*Aufgabenstellung:*
Beantworten Sie anhand des Textauszugs zur geplanten Essent-Übernahme:
(a) Wer ist laut Textauszug Chef des Versorgers Essent?
(b) Wie viel Prozent an Essent hält die Provinz Nord-Brabant?
(c) Welchen Mindestanteil an Essent wollte RWE erwerben?

*Textauszug:*
——————————
Als ich auf der Hauptversammlung des RWE in der vergangenen Woche den Chef des holländischen Versorgers Essent, Michiel Boersma, in einer der vorderen Reihen lächelnd sitzen sah, dachte ich: "OK, das Ding ist durch." Doch jetzt musste der Energieriese RWE überraschend Rückschläge bei der geplanten Übernahme von Essent einstecken.

Das Regionalparlament der Provinz Nord-Brabant sprach sich am Freitagabend knapp gegen die geplante 9,3-Mrd-Euro-Akquisition aus. Die niederländische Provinz hält 30,8 Prozent an Essent und ist damit der größte Anteilseigner. RWE hatte angekündigt, mindestens 80 Prozent der Essent-Anteile kaufen zu wollen. Ansonsten sei die Übernahme gescheitert. Ein RWE-Sprecher sagte, das Ergebnis der Abstimmung in Brabant werde bedauert. Der Konzern sei aber nach wie vor von seinem Angebot überzeugt.
——————————
[Gesammelte Daten]
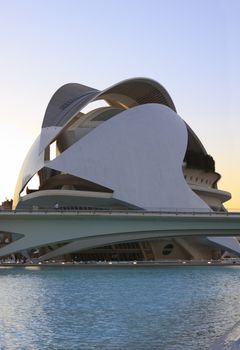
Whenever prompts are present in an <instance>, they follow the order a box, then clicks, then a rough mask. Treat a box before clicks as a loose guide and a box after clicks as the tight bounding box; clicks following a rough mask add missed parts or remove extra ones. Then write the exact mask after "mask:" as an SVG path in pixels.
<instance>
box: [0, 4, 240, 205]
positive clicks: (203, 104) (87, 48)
mask: <svg viewBox="0 0 240 350" xmlns="http://www.w3.org/2000/svg"><path fill="white" fill-rule="evenodd" d="M239 15H240V1H239V0H168V1H165V0H147V1H145V0H121V1H116V0H89V1H85V0H41V1H40V0H0V44H1V58H0V62H1V64H0V77H1V82H0V83H1V84H0V95H1V112H0V122H1V123H0V150H1V151H0V164H1V171H0V202H1V201H3V200H5V198H8V199H10V198H12V197H13V193H14V187H15V183H16V180H17V176H18V173H19V170H20V167H21V164H22V162H23V160H24V157H25V155H26V153H27V151H28V149H29V148H30V146H31V144H32V143H33V141H34V140H35V138H36V137H37V135H38V134H39V132H40V128H41V123H42V119H43V116H44V113H45V109H46V107H47V104H48V102H49V100H50V98H51V96H52V95H53V93H54V92H55V91H56V90H57V89H58V88H59V87H60V86H61V85H63V84H66V83H69V82H76V83H82V84H84V85H89V86H91V87H95V88H98V89H104V88H107V87H108V86H110V85H112V84H115V83H117V82H119V81H121V80H124V79H127V78H133V77H149V78H152V79H154V80H157V81H158V82H159V83H161V84H162V85H163V86H164V87H165V88H166V89H167V90H168V92H169V94H170V95H171V97H172V99H173V101H174V103H175V106H176V108H177V111H178V114H179V115H180V116H181V117H182V118H183V119H184V120H185V121H186V122H187V123H188V124H189V125H190V126H191V128H192V129H193V130H194V131H195V133H196V134H197V135H198V137H199V138H200V140H201V141H202V143H203V145H204V146H205V148H206V150H207V152H208V153H209V154H210V155H212V156H213V158H214V159H215V162H216V171H217V172H219V173H220V174H221V175H222V179H221V181H220V182H219V188H221V189H223V190H226V191H229V192H231V193H232V200H231V201H229V202H228V204H226V206H227V207H228V208H232V209H237V208H240V187H239V179H240V157H239V150H240V137H239V133H240V122H239V120H240V115H239V114H240V93H239V91H240V90H239V84H240V20H239Z"/></svg>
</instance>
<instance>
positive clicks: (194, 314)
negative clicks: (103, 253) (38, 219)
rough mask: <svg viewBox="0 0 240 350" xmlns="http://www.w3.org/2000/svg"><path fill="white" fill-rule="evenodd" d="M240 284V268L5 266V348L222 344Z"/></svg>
mask: <svg viewBox="0 0 240 350" xmlns="http://www.w3.org/2000/svg"><path fill="white" fill-rule="evenodd" d="M239 282H240V267H237V266H236V267H235V266H233V267H230V266H229V267H213V266H206V267H162V268H161V267H145V268H144V267H117V268H116V267H105V268H104V267H99V268H98V267H96V268H93V267H85V268H84V267H82V268H81V267H45V268H44V267H43V268H41V269H39V270H26V269H24V268H21V267H16V268H13V269H0V311H1V312H0V349H1V350H14V349H17V350H19V349H22V350H28V349H33V350H38V349H41V350H45V349H48V350H55V349H56V350H61V349H67V350H75V349H76V350H92V349H98V350H102V349H103V350H122V349H127V350H157V349H158V350H200V349H201V350H202V349H211V348H212V346H213V345H214V344H215V346H217V347H214V349H220V348H221V347H220V345H219V341H220V342H222V339H223V336H224V334H225V332H227V331H228V330H231V329H232V327H233V326H234V325H235V324H236V323H237V322H238V321H239V319H240V293H239V285H240V284H239ZM239 334H240V332H239ZM216 344H217V345H216ZM224 349H228V347H226V348H225V347H224ZM229 349H230V347H229ZM234 349H235V348H234ZM236 349H237V348H236Z"/></svg>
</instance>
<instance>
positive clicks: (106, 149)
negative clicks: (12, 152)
mask: <svg viewBox="0 0 240 350" xmlns="http://www.w3.org/2000/svg"><path fill="white" fill-rule="evenodd" d="M34 177H37V178H38V179H39V185H38V186H37V188H35V189H31V188H29V187H30V183H31V182H30V181H31V179H33V178H34ZM219 179H220V175H219V174H218V173H216V172H215V167H214V160H213V158H212V157H211V156H209V155H208V153H207V151H206V150H205V148H204V146H203V145H202V143H201V142H200V140H199V139H198V137H197V136H196V134H195V133H194V132H193V130H192V129H191V128H190V126H189V125H187V123H186V122H185V121H184V120H183V119H182V118H181V117H180V116H179V115H178V114H177V112H176V108H175V106H174V103H173V101H172V99H171V97H170V96H169V94H168V92H167V91H166V90H165V89H164V88H163V86H162V85H160V84H159V83H157V82H156V81H153V80H151V79H145V78H136V79H130V80H126V81H123V82H120V83H118V84H116V85H114V86H112V87H110V88H108V89H106V90H104V91H98V90H96V89H93V88H90V87H87V86H84V85H80V84H67V85H64V86H62V87H61V88H60V89H59V90H57V92H56V93H55V94H54V95H53V97H52V99H51V100H50V102H49V104H48V107H47V110H46V113H45V116H44V120H43V124H42V130H41V133H40V135H39V137H38V138H37V140H36V141H35V143H34V144H33V146H32V147H31V149H30V151H29V153H28V155H27V157H26V159H25V161H24V163H23V166H22V169H21V171H20V174H19V177H18V181H17V185H16V191H15V196H14V207H15V208H18V209H24V208H34V207H35V208H36V207H37V208H54V206H56V203H57V206H58V208H60V209H62V210H67V209H73V210H74V209H78V210H79V209H103V210H104V209H111V210H114V209H115V210H119V209H121V210H125V209H127V210H133V209H140V210H143V209H144V210H150V211H152V210H165V211H169V210H170V211H176V210H179V211H189V210H190V211H192V210H196V211H199V210H214V211H223V210H225V209H224V207H223V203H224V202H225V201H227V200H229V199H230V198H231V195H230V193H228V192H225V191H221V190H219V189H218V188H217V182H218V180H219ZM24 193H25V194H24ZM23 194H24V195H23ZM77 246H78V250H77V251H75V249H74V244H73V249H72V254H74V257H77V258H79V259H80V260H113V259H117V260H128V259H130V260H134V259H137V260H149V259H150V260H154V259H155V260H157V259H163V258H167V259H176V258H184V259H188V258H189V259H202V258H212V257H219V256H220V255H221V254H222V252H223V249H224V250H231V251H234V252H236V253H239V252H240V248H239V243H238V241H237V240H236V239H235V238H214V239H213V238H211V239H210V238H209V239H196V238H194V239H189V238H188V239H183V238H181V239H179V238H178V239H171V240H156V241H144V242H140V241H135V242H128V243H124V242H123V243H121V244H115V245H114V244H113V245H112V246H108V247H93V249H90V250H88V251H79V245H77ZM51 249H53V247H51ZM48 250H49V247H42V248H41V252H40V254H45V253H46V252H48ZM53 255H54V254H53Z"/></svg>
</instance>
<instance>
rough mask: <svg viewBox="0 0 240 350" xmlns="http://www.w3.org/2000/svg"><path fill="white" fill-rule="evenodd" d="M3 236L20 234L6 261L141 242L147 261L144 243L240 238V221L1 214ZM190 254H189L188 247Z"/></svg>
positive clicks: (0, 230) (135, 214)
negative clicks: (213, 238) (37, 256)
mask: <svg viewBox="0 0 240 350" xmlns="http://www.w3.org/2000/svg"><path fill="white" fill-rule="evenodd" d="M0 232H2V233H3V234H4V235H6V236H7V235H8V234H9V233H14V234H15V236H14V237H15V238H14V240H13V241H12V242H10V243H8V244H6V245H5V246H3V247H2V248H0V257H3V256H8V255H10V254H15V253H18V252H23V251H29V250H32V249H38V250H39V248H41V247H50V248H51V249H47V250H46V249H45V250H44V249H42V252H43V254H42V256H38V258H39V260H48V259H51V258H54V257H58V256H63V255H66V254H72V253H75V252H81V251H86V250H87V249H94V248H97V247H106V246H114V247H119V246H118V245H119V244H121V243H126V242H141V243H140V246H141V248H142V249H141V251H142V254H143V255H144V252H145V255H144V256H143V258H146V254H147V253H146V252H147V251H148V247H147V248H146V247H145V249H144V247H143V246H144V243H143V242H151V241H155V242H156V241H159V240H166V242H169V241H171V240H172V239H174V241H175V242H177V244H178V246H180V245H181V246H184V242H183V239H184V238H186V237H188V239H193V238H194V239H199V237H207V236H211V237H218V236H226V237H232V236H238V235H240V216H239V215H230V214H229V215H226V214H222V215H219V214H218V215H217V214H210V213H205V214H204V213H199V214H189V213H188V214H187V213H186V214H160V213H158V214H156V213H155V214H153V213H131V214H129V213H97V212H89V213H62V212H53V213H43V212H36V213H34V212H33V213H27V214H26V213H18V212H16V213H14V212H12V213H1V215H0ZM201 239H202V238H201ZM167 240H168V241H167ZM145 245H146V244H145ZM169 247H170V246H169ZM136 249H137V248H136ZM184 249H185V251H187V247H186V244H185V246H184ZM239 253H240V249H239ZM133 256H134V255H133ZM149 258H150V259H151V254H150V257H149Z"/></svg>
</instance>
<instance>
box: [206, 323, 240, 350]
mask: <svg viewBox="0 0 240 350" xmlns="http://www.w3.org/2000/svg"><path fill="white" fill-rule="evenodd" d="M239 349H240V321H239V322H237V323H236V324H235V325H234V326H233V327H232V328H231V329H230V330H229V331H227V332H226V334H224V335H223V336H222V337H220V339H218V340H217V341H216V343H215V344H214V345H213V347H212V348H211V350H239Z"/></svg>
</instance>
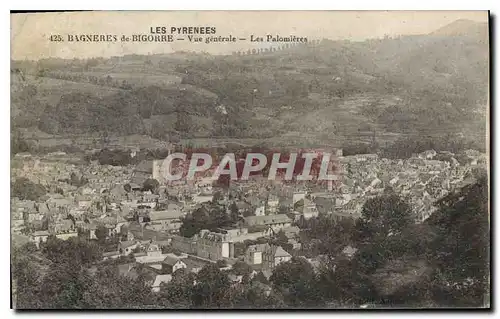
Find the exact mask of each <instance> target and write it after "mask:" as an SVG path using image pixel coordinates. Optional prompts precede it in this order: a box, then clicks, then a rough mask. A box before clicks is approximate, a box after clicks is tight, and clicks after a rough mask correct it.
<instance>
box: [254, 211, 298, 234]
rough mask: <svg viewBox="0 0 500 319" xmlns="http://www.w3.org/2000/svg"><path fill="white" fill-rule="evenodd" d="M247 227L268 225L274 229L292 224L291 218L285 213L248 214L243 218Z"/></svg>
mask: <svg viewBox="0 0 500 319" xmlns="http://www.w3.org/2000/svg"><path fill="white" fill-rule="evenodd" d="M244 220H245V224H246V225H247V226H248V227H252V226H268V227H271V228H272V229H273V230H274V231H279V230H280V229H282V228H287V227H290V226H291V225H292V220H291V219H290V218H289V217H288V216H287V215H285V214H277V215H267V216H248V217H245V218H244Z"/></svg>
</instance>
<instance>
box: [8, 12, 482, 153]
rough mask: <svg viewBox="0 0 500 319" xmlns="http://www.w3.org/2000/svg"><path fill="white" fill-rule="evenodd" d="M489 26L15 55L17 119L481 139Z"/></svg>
mask: <svg viewBox="0 0 500 319" xmlns="http://www.w3.org/2000/svg"><path fill="white" fill-rule="evenodd" d="M487 34H488V28H487V25H486V24H484V23H477V22H473V21H468V20H457V21H455V22H453V23H451V24H449V25H447V26H444V27H442V28H440V29H438V30H436V31H435V32H432V33H430V34H428V35H418V36H400V37H396V38H386V39H371V40H366V41H363V42H349V41H331V40H323V41H321V42H320V43H314V44H309V45H299V46H295V47H288V48H282V49H281V50H277V51H273V50H268V51H262V52H260V53H258V54H248V53H246V52H245V53H241V52H240V53H239V54H237V55H232V56H211V55H207V54H194V53H186V52H178V53H175V54H165V55H152V56H140V55H131V56H125V57H113V58H110V59H104V58H99V59H91V60H87V61H81V60H80V61H72V60H60V59H52V60H48V61H41V62H39V63H31V62H29V61H28V62H26V61H13V63H12V69H13V70H12V73H13V74H15V76H14V79H15V80H14V81H13V83H12V86H11V89H12V92H13V93H12V94H13V98H12V106H11V107H12V114H14V117H13V124H14V125H15V126H20V127H29V126H37V127H38V128H40V129H41V130H42V131H44V132H47V133H51V134H61V135H65V134H89V133H92V132H96V131H97V132H107V133H109V134H114V135H117V136H125V135H130V134H142V135H149V136H152V137H154V138H157V139H172V137H174V136H175V138H176V139H177V138H180V139H183V138H188V139H189V138H221V139H222V138H224V139H226V138H232V139H244V138H245V139H259V140H260V141H261V142H262V143H270V144H273V145H278V146H279V145H289V144H290V143H291V144H294V145H299V144H300V145H312V144H314V145H316V144H319V145H324V144H326V145H338V144H352V143H371V142H373V139H374V136H375V137H376V138H377V140H376V141H377V142H383V143H390V142H392V141H394V139H397V138H398V137H404V136H421V135H425V136H442V135H449V134H459V135H461V136H466V137H467V138H469V139H471V140H475V141H476V142H481V140H482V138H484V136H485V126H486V125H485V124H486V117H485V114H486V112H485V111H486V105H487V94H488V88H487V85H486V84H487V83H488V64H489V61H488V58H489V52H488V41H485V39H486V40H487ZM485 36H486V38H485ZM19 70H21V71H22V72H21V71H19ZM19 72H21V73H19ZM20 74H22V75H23V76H20ZM54 77H57V78H54ZM35 110H36V111H35Z"/></svg>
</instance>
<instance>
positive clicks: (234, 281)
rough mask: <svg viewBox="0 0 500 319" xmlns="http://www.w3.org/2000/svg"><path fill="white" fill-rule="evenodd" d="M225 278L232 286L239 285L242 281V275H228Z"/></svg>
mask: <svg viewBox="0 0 500 319" xmlns="http://www.w3.org/2000/svg"><path fill="white" fill-rule="evenodd" d="M227 277H228V278H229V280H230V281H231V282H232V283H233V284H241V282H242V281H243V276H242V275H234V274H229V275H228V276H227Z"/></svg>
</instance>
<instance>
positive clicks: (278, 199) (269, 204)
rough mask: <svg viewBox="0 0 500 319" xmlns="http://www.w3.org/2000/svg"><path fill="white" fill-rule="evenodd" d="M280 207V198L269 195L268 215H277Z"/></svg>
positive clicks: (268, 198)
mask: <svg viewBox="0 0 500 319" xmlns="http://www.w3.org/2000/svg"><path fill="white" fill-rule="evenodd" d="M278 206H279V198H278V197H277V196H274V195H269V197H268V198H267V212H268V214H276V212H277V211H278Z"/></svg>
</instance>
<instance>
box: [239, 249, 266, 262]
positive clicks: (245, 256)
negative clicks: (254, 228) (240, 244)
mask: <svg viewBox="0 0 500 319" xmlns="http://www.w3.org/2000/svg"><path fill="white" fill-rule="evenodd" d="M267 245H268V244H257V245H250V246H248V248H247V250H246V252H245V257H244V261H245V262H246V263H247V264H249V265H262V260H263V258H262V254H263V252H264V251H265V249H266V246H267Z"/></svg>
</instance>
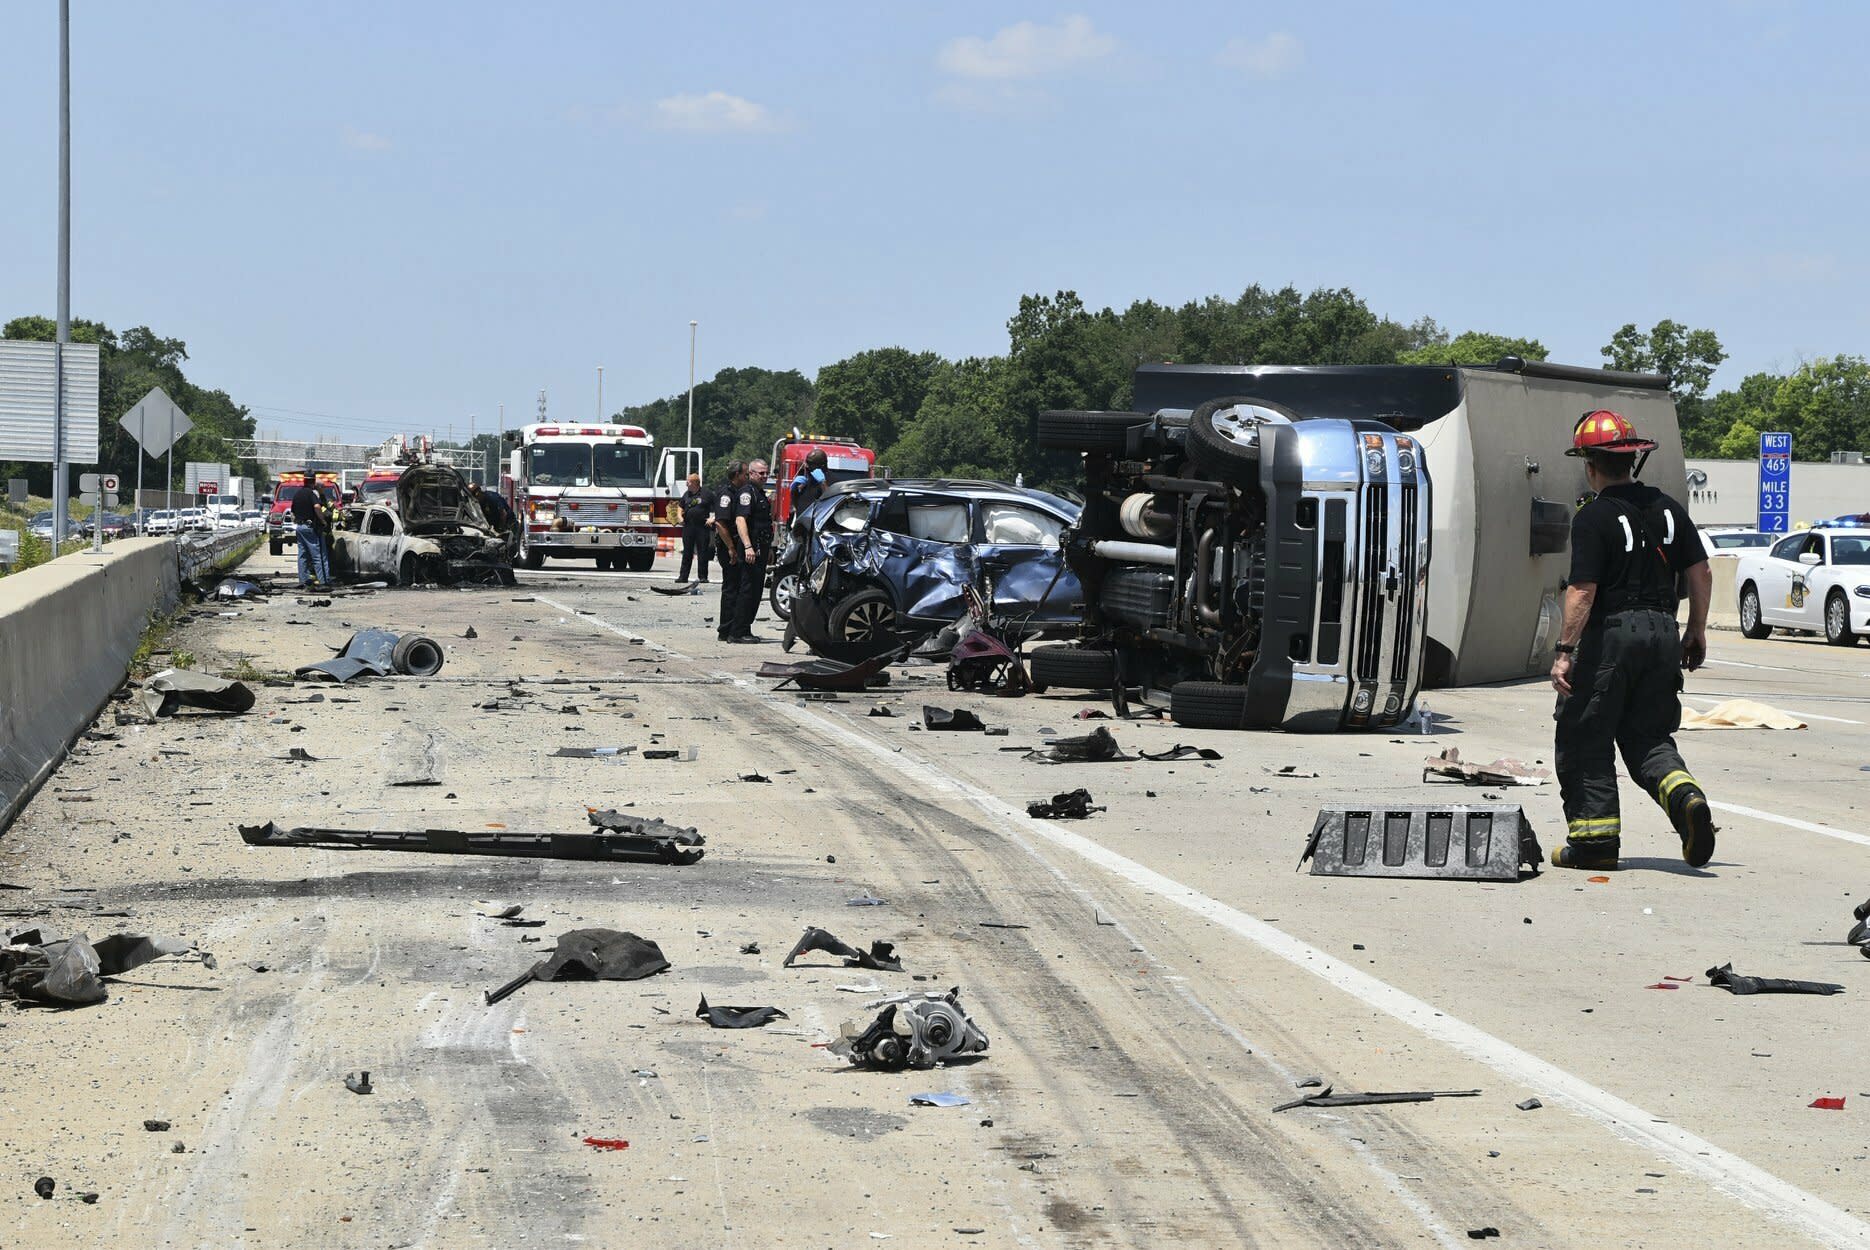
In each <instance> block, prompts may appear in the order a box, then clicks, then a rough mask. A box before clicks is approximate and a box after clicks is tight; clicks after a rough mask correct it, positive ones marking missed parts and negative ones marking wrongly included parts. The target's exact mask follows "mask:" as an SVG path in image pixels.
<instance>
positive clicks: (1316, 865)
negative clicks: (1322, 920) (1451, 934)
mask: <svg viewBox="0 0 1870 1250" xmlns="http://www.w3.org/2000/svg"><path fill="white" fill-rule="evenodd" d="M1307 859H1309V861H1311V874H1313V876H1337V878H1446V879H1459V881H1517V879H1518V874H1520V865H1530V866H1532V870H1533V872H1535V874H1537V872H1539V865H1541V863H1545V855H1543V853H1541V850H1539V838H1537V836H1535V835H1533V831H1532V823H1530V821H1528V820H1526V812H1522V810H1520V807H1518V805H1515V803H1502V805H1455V807H1391V808H1380V807H1378V808H1371V807H1363V808H1356V807H1328V808H1322V810H1320V812H1318V820H1316V823H1315V825H1313V829H1311V840H1309V842H1307V844H1305V853H1303V855H1300V861H1298V863H1300V866H1303V865H1305V861H1307Z"/></svg>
——————————
*Schriftliche Lösung:*
(a) Michiel Boersma
(b) 30,8 Prozent
(c) Mindestens 80 Prozent der Essent-Anteile